**Brief:** Reproduce the data verbatim, beginning at the line that contains "Indicate the radiator." and continuing through the final line of the data.

----- Data listing

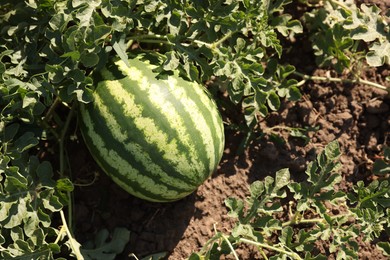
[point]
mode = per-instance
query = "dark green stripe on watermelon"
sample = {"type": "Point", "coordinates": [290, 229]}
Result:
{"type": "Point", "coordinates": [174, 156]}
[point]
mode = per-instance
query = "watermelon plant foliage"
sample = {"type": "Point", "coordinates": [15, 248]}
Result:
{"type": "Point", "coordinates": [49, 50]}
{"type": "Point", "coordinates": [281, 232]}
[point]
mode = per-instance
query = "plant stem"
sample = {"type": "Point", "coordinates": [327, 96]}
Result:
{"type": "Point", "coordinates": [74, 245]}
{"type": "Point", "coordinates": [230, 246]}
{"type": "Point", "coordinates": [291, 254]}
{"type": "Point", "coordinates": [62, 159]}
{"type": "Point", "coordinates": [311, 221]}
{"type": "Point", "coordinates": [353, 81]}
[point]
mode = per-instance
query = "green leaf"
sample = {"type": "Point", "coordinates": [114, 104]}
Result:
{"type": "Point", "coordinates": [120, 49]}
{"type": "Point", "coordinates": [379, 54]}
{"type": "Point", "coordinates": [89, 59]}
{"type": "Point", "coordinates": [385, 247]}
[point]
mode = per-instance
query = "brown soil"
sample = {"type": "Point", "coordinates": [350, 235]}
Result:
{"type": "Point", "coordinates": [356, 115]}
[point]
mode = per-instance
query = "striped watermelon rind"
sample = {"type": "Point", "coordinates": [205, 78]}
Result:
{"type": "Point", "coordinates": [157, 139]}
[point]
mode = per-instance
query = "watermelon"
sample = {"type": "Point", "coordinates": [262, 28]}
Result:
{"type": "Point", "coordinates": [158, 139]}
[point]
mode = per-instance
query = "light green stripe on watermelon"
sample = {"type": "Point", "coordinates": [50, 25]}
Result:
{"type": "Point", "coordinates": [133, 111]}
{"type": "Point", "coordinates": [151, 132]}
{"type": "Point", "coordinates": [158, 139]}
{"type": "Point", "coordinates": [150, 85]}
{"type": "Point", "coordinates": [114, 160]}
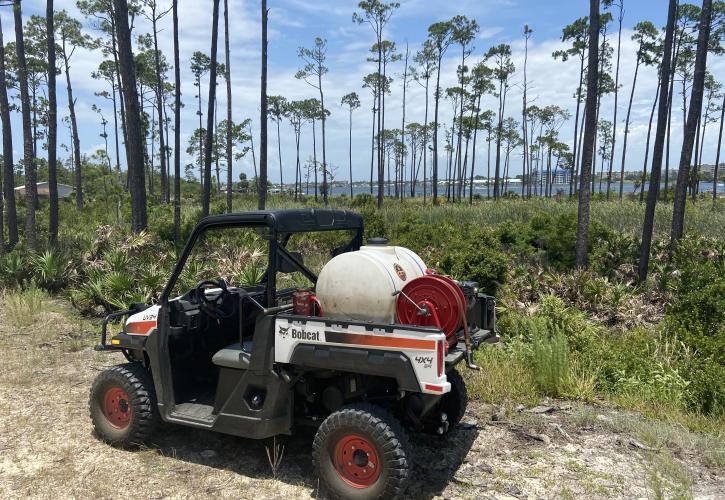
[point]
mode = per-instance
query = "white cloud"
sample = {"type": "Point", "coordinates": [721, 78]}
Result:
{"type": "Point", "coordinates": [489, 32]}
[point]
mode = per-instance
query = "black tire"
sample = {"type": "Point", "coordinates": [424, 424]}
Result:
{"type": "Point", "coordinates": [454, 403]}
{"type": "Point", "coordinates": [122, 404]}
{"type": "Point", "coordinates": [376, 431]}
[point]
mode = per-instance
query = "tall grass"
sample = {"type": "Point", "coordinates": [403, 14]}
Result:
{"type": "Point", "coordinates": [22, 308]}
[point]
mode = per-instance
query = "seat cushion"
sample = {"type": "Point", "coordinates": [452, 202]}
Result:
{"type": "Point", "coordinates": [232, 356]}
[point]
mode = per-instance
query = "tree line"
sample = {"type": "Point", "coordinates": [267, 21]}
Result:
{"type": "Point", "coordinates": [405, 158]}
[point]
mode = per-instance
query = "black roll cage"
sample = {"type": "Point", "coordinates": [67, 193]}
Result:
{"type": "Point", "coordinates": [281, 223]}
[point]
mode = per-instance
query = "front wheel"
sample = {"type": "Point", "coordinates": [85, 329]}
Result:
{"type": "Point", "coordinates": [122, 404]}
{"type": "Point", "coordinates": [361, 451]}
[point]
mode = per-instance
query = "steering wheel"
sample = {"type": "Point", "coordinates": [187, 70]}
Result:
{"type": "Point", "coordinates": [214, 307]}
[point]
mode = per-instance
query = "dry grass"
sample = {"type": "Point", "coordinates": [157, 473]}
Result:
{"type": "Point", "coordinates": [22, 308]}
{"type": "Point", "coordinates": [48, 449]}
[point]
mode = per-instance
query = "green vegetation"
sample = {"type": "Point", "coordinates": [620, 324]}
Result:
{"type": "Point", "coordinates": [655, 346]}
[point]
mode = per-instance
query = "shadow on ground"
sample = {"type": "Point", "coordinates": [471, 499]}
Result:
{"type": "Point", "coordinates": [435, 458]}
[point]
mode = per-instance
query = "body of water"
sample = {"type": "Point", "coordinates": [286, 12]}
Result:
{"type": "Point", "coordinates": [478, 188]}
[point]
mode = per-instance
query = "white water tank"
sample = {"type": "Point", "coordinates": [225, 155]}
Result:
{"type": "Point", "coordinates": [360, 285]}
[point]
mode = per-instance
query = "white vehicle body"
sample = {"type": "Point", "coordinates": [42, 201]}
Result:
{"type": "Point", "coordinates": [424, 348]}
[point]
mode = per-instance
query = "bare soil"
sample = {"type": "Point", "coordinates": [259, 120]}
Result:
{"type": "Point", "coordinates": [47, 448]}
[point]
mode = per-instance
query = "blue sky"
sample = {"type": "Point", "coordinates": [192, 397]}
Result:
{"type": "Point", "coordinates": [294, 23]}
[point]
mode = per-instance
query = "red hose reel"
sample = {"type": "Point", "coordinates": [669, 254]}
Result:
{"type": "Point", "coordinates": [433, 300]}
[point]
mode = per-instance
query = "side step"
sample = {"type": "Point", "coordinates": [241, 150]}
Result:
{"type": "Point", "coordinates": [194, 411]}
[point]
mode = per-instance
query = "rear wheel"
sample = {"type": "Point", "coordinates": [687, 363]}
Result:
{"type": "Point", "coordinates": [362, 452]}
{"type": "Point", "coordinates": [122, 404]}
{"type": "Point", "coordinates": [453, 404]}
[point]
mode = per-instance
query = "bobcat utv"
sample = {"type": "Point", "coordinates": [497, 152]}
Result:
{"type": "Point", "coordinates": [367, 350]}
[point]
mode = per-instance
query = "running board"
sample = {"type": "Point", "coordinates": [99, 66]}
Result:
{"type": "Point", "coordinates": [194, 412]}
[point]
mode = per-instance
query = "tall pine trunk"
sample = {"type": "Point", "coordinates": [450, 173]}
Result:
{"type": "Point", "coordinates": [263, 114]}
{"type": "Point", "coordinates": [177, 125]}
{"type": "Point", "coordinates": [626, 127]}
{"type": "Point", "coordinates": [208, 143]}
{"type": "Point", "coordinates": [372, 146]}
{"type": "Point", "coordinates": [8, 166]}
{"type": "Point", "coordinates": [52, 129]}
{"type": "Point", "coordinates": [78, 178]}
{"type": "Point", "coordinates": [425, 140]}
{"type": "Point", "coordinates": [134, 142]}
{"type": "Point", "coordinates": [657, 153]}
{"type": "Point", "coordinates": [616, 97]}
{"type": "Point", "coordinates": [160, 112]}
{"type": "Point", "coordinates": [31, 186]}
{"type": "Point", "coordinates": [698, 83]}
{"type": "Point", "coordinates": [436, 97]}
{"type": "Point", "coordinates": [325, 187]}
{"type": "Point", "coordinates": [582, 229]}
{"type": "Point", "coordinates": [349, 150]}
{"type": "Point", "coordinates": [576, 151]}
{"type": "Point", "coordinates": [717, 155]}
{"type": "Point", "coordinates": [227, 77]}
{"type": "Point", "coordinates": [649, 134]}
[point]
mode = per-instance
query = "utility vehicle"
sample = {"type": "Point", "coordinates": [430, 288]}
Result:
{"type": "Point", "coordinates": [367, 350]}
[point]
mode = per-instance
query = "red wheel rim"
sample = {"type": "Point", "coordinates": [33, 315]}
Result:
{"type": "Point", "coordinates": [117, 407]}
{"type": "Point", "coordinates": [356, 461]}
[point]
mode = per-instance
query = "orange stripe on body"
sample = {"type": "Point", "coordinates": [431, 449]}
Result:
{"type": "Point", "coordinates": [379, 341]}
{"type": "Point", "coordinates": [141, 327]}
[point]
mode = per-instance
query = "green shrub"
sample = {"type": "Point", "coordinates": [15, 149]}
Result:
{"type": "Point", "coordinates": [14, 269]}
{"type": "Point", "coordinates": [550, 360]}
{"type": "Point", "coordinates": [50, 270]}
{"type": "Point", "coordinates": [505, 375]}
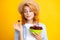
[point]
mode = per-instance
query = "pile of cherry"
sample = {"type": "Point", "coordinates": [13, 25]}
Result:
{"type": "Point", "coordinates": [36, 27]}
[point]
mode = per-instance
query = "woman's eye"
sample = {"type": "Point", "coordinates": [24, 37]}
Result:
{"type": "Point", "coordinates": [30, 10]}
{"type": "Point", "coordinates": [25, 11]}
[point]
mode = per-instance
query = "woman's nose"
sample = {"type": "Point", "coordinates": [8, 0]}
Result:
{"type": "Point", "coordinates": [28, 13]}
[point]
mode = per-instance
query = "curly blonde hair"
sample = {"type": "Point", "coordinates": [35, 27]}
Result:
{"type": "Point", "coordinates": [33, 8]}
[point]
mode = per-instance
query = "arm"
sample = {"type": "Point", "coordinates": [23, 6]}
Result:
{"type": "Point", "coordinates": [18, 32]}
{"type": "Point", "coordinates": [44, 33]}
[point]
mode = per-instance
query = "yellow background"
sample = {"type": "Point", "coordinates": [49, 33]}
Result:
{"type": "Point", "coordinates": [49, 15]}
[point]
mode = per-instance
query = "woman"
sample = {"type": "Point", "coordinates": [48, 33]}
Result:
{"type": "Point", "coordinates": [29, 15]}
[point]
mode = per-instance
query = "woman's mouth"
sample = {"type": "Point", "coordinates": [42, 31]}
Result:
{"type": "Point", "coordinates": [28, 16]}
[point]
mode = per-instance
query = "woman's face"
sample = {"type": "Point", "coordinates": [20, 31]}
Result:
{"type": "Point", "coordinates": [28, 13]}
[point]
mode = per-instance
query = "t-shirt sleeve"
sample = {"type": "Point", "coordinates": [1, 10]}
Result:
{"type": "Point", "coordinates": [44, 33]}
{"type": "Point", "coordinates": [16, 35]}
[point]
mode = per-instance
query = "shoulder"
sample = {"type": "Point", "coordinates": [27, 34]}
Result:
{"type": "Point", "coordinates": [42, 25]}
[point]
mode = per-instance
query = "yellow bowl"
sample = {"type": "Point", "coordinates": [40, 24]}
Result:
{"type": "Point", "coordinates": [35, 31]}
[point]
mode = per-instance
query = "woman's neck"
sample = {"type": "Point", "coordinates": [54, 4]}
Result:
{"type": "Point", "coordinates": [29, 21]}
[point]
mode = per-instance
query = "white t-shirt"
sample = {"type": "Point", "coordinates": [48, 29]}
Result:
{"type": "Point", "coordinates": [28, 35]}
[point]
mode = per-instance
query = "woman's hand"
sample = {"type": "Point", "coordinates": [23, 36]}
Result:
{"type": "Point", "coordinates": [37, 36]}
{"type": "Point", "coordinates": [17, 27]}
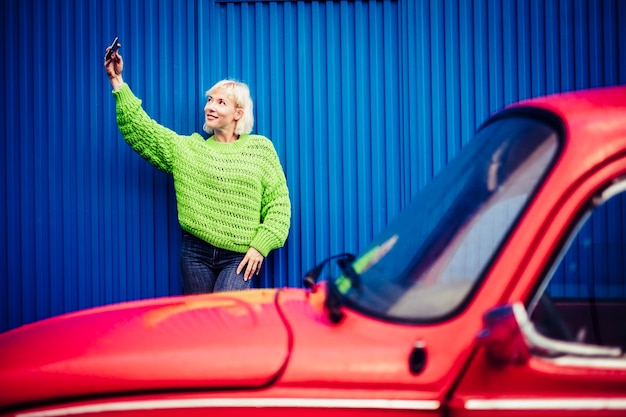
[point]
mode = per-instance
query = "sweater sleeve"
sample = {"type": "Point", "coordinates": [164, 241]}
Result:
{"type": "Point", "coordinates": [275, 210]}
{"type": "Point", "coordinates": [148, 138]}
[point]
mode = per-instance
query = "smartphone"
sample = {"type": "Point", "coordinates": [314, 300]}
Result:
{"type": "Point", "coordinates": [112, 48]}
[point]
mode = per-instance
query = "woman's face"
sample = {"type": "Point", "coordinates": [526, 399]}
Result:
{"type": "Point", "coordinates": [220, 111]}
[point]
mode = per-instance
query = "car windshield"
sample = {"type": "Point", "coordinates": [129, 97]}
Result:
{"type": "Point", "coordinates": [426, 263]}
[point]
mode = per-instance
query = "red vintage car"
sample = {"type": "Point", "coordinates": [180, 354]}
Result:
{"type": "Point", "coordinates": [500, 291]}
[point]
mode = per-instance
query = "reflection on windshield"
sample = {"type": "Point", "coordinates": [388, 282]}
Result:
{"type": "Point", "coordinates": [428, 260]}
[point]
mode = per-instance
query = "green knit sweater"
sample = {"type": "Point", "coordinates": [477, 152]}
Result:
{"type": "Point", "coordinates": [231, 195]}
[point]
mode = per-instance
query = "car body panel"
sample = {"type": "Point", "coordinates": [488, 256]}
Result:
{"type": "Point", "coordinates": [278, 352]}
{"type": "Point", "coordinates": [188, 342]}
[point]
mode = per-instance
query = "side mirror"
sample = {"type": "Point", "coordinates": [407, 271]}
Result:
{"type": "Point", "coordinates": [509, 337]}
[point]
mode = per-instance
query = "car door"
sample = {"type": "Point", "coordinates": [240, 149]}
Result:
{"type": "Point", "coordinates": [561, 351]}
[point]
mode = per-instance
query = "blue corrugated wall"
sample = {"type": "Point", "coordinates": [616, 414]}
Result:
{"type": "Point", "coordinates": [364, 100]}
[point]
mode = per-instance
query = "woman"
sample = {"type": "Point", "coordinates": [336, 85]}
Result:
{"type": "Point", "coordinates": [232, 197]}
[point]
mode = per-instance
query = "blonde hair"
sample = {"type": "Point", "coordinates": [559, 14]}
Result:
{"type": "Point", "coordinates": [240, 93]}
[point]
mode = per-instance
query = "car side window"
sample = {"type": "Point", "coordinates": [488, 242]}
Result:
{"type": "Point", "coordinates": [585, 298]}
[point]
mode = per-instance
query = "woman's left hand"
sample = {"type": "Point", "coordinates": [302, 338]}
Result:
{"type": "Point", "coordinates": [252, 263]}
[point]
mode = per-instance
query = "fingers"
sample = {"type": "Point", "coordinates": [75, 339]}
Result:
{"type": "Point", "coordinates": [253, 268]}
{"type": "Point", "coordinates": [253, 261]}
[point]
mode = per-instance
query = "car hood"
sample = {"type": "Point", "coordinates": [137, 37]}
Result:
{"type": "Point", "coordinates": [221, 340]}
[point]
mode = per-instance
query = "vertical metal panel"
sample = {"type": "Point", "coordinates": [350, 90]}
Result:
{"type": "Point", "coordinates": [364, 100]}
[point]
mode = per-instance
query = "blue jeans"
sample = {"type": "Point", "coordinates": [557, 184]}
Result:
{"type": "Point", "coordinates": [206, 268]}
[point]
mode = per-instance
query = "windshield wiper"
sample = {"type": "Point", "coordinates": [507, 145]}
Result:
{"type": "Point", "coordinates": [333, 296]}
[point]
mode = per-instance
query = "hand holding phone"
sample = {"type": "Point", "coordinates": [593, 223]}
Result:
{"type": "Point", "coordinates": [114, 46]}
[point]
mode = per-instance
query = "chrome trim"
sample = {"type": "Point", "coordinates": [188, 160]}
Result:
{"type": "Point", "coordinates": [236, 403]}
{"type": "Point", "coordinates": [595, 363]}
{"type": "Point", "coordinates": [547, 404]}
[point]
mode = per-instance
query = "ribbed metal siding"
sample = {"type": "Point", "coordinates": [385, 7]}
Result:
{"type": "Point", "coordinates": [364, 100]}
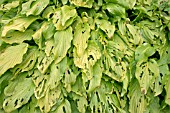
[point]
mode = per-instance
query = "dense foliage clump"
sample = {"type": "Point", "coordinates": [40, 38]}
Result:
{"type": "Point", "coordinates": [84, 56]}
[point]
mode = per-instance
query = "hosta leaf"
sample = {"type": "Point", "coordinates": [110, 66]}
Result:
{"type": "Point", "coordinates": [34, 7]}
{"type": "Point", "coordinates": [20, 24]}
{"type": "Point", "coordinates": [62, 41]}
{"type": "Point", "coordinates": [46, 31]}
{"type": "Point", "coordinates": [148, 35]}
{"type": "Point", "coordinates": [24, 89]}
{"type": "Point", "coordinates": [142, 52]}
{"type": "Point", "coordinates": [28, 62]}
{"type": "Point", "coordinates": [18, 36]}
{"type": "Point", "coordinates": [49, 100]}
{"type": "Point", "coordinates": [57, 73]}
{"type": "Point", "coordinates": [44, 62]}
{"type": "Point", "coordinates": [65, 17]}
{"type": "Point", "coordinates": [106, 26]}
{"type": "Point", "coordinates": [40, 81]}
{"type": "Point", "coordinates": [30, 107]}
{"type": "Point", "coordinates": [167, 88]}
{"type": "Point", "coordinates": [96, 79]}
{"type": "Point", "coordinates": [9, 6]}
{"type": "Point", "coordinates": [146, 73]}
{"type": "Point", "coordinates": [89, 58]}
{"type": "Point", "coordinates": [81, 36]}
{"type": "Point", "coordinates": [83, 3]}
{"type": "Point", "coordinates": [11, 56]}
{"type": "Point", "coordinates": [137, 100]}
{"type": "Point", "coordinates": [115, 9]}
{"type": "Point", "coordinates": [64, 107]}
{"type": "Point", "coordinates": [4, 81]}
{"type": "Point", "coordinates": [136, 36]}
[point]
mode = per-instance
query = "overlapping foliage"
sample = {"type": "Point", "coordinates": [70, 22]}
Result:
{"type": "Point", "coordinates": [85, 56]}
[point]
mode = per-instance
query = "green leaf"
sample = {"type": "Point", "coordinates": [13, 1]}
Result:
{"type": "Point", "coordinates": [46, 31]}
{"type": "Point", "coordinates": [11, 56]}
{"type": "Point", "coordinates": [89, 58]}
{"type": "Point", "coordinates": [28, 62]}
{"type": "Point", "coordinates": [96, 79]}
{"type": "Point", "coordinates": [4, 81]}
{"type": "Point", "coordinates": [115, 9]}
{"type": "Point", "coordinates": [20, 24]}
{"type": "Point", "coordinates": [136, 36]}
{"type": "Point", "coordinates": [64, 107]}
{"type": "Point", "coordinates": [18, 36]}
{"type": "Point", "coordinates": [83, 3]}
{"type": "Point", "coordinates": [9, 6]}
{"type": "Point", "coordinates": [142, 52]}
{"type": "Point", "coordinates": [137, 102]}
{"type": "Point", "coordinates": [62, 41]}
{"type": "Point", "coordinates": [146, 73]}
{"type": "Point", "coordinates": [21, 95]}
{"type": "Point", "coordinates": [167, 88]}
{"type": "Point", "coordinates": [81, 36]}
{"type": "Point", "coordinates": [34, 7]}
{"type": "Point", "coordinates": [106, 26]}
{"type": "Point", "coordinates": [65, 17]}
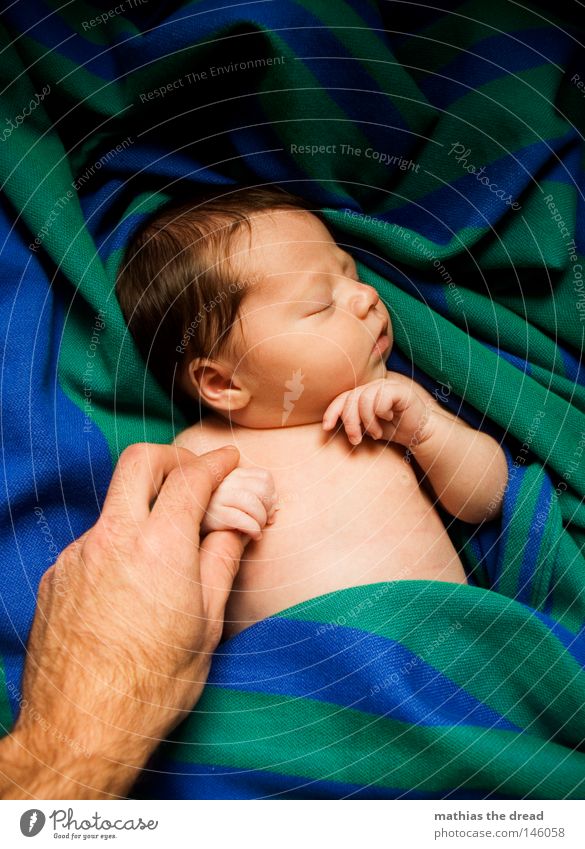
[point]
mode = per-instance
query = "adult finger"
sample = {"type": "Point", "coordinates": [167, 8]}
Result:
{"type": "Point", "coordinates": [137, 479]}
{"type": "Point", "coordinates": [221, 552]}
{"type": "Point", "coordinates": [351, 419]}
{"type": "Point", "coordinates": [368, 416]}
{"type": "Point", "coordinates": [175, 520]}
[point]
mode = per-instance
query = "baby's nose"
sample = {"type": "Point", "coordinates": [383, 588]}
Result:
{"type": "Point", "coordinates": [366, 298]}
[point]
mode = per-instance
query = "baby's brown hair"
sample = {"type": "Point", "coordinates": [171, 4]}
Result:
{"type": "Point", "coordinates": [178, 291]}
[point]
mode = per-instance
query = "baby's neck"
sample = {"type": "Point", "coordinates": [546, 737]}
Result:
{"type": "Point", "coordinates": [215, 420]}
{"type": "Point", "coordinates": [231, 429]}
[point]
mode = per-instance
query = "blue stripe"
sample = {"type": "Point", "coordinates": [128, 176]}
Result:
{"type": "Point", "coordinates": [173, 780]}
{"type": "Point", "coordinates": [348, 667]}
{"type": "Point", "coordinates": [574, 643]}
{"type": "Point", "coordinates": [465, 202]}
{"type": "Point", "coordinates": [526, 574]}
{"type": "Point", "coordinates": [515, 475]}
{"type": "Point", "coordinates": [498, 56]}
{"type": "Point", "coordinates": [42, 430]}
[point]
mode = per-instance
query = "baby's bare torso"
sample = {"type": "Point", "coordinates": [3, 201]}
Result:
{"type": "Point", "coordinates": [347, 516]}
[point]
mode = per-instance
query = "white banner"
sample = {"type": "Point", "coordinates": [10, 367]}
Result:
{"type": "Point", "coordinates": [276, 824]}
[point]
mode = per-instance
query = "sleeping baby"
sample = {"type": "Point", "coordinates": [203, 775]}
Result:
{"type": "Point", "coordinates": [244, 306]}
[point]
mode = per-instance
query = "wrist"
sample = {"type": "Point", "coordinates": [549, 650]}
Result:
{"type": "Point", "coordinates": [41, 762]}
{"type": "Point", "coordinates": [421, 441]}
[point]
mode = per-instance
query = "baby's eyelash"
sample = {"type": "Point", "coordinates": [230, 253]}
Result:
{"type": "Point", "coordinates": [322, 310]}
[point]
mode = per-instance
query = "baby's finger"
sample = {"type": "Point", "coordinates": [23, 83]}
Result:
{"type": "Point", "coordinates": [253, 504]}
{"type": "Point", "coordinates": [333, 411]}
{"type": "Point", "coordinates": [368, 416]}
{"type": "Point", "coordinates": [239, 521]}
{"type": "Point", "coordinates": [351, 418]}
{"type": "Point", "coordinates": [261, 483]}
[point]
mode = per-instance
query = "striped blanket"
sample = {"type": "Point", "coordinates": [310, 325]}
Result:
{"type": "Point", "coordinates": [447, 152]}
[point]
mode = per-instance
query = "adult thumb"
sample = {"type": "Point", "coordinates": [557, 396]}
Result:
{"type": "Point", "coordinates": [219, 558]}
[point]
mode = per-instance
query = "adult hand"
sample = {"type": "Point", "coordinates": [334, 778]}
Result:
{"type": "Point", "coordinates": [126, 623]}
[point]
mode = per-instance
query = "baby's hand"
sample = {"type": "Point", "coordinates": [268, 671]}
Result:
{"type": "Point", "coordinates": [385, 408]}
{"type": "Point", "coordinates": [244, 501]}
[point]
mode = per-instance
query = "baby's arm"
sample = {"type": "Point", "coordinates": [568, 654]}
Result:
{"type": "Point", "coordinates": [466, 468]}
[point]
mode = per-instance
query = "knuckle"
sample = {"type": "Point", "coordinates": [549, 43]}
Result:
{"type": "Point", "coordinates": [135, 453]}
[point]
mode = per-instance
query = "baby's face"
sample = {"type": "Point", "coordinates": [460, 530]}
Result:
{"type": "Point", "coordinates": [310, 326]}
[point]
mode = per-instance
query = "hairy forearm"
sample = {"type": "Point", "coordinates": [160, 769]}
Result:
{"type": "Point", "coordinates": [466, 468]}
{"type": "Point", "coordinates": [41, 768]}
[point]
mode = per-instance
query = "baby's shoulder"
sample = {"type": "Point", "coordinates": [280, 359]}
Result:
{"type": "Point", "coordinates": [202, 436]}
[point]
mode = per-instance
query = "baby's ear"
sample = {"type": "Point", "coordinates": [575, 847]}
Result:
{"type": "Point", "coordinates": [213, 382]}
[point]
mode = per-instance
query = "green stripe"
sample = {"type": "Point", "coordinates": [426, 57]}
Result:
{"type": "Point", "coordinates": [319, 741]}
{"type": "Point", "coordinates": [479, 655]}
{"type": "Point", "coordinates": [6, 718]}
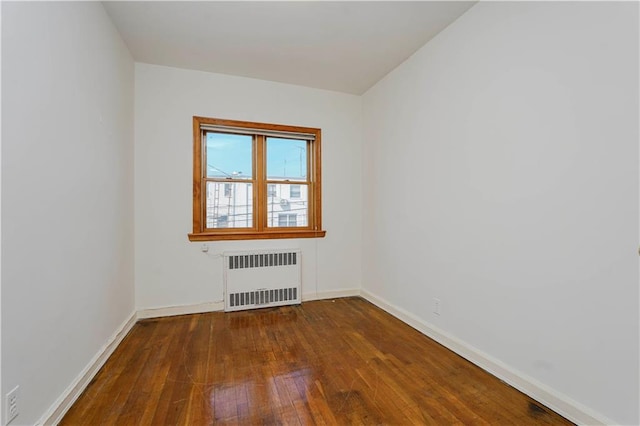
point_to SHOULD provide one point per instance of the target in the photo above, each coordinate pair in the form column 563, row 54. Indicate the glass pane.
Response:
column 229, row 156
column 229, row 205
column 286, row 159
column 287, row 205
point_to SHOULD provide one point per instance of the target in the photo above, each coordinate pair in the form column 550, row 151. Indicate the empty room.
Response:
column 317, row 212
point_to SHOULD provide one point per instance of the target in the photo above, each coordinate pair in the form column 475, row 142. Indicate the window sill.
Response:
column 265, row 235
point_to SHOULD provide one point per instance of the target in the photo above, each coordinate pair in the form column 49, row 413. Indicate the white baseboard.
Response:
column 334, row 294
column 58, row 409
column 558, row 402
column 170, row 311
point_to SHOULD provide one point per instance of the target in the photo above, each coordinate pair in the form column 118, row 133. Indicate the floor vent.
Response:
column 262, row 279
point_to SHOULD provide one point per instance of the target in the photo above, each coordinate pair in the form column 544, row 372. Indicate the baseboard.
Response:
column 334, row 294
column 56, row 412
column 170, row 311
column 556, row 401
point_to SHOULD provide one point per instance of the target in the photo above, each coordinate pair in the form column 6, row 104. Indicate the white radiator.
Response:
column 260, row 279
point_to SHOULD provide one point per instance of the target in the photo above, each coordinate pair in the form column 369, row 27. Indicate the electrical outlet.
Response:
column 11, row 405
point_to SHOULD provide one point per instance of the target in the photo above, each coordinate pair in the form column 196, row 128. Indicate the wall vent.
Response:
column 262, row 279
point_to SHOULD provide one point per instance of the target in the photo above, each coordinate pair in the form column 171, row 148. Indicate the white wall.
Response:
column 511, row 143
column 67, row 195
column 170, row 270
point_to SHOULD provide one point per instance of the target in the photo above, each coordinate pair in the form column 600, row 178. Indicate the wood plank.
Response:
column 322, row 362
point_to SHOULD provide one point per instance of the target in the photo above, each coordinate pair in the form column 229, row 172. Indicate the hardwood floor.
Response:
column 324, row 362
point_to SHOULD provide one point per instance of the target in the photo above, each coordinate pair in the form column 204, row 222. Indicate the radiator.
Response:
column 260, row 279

----------

**Result of the task:**
point_to SHOULD provide one point per instance of the target in the photo above, each coordinate pair in the form column 204, row 222. Indicate the radiator.
Response:
column 260, row 279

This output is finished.